**Task directions:**
The records below need retyping in full; give them again exactly.

**Provided data:**
## begin

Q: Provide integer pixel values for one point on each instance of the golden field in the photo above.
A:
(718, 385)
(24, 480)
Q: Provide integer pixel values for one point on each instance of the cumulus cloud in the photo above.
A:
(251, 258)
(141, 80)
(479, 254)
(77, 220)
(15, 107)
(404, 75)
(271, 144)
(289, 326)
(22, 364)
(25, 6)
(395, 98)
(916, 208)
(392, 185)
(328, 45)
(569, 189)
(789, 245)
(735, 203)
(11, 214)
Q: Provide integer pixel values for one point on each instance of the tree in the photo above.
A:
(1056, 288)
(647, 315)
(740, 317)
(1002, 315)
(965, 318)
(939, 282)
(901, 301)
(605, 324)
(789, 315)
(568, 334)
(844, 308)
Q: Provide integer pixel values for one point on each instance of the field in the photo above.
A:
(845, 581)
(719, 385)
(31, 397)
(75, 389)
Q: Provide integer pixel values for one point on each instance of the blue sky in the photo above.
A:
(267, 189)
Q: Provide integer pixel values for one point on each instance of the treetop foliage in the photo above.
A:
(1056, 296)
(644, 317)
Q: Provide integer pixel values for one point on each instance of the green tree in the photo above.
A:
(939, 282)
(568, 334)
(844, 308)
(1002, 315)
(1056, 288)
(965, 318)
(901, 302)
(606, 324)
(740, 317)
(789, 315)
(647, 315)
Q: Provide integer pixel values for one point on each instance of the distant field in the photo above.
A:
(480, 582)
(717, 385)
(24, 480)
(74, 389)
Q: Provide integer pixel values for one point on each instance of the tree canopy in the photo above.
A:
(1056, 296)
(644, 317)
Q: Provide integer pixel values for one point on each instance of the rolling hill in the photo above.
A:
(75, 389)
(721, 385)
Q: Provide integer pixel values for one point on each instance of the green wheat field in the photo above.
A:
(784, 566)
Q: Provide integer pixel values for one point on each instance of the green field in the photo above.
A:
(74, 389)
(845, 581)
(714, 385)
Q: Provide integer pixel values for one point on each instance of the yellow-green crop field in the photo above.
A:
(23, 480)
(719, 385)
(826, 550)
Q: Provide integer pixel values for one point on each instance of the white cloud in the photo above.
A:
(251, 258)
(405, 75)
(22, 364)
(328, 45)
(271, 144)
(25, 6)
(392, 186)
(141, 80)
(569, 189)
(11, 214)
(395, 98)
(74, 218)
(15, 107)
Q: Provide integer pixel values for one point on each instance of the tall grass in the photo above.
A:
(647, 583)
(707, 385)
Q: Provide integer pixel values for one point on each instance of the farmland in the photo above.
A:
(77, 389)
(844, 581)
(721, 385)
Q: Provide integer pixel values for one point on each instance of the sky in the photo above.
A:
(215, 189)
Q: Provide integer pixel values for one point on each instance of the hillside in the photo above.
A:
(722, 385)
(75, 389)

## end

**Response for this exercise:**
Q: Provide integer pixel values for one point on each instance of the golden field in the photo above.
A:
(718, 385)
(24, 480)
Q: Provide integer pixel values for one point on each instance of the cumulus cloud in the photo above.
A:
(251, 258)
(141, 80)
(479, 254)
(77, 220)
(15, 107)
(404, 75)
(271, 144)
(289, 326)
(22, 364)
(25, 6)
(395, 98)
(916, 208)
(392, 185)
(328, 45)
(569, 189)
(789, 245)
(735, 203)
(11, 214)
Q: Provide integer pixel values for one point on each instance of the tree in the photo above.
A:
(1056, 288)
(647, 315)
(740, 317)
(1002, 315)
(965, 318)
(939, 282)
(901, 301)
(605, 324)
(789, 315)
(568, 334)
(844, 308)
Q: Provide integer pixel values for one point on each instance of the field in the photo above.
A:
(845, 581)
(719, 385)
(31, 397)
(75, 389)
Q: Provide integer pixel values for one point on each instance of the blue sky in the photo above.
A:
(267, 189)
Q: Provide integer pixel values for one point on each instance of the treetop foliage in the photo above.
A:
(1056, 296)
(644, 317)
Q: Provide integer pixel values for one point on each instance of the green tree in the photo above.
A:
(939, 282)
(568, 334)
(844, 308)
(1002, 315)
(1056, 288)
(965, 318)
(901, 302)
(606, 324)
(740, 317)
(789, 315)
(647, 315)
Q: Provide integer pixel values for one point on each instance of the distant field in the photo above.
A:
(480, 582)
(717, 385)
(24, 480)
(74, 389)
Q: Provide integer pixel values for one point on each instance of the tree canopy in the photo above.
A:
(1056, 296)
(644, 317)
Q: Provide integer pixel values for one point on each instance of the rolling hill in the photo above.
A:
(75, 389)
(721, 385)
Q: Provide integer pixel values for one point on each instance of the green wheat field in the photo above.
A:
(784, 566)
Q: Provide integer pixel values for one point on each instance of the green field in the photo above.
A:
(74, 389)
(845, 581)
(714, 385)
Q: Provide integer pixel values for one point on each instance of the yellow-green crop field in the photo above.
A:
(23, 480)
(719, 385)
(826, 550)
Q: Provide integer pixel values for one point on each instance of the white cloud in the photo above.
A:
(251, 258)
(405, 75)
(22, 364)
(328, 45)
(271, 144)
(25, 6)
(392, 186)
(141, 80)
(569, 189)
(11, 214)
(395, 98)
(74, 218)
(15, 107)
Q: Provide integer pixel values for one point on each instance of the tall grass in the photo above.
A:
(647, 583)
(707, 385)
Q: Provide integer pixel values for one point on each instance of the farmland in the photo above.
A:
(77, 389)
(844, 581)
(721, 385)
Q: Provide integer pixel values for one point on each instance of the sky in the photo above.
A:
(215, 189)
Q: Provide integer pixel values for one point on each instance of the hillside in the photo above.
A:
(722, 385)
(75, 389)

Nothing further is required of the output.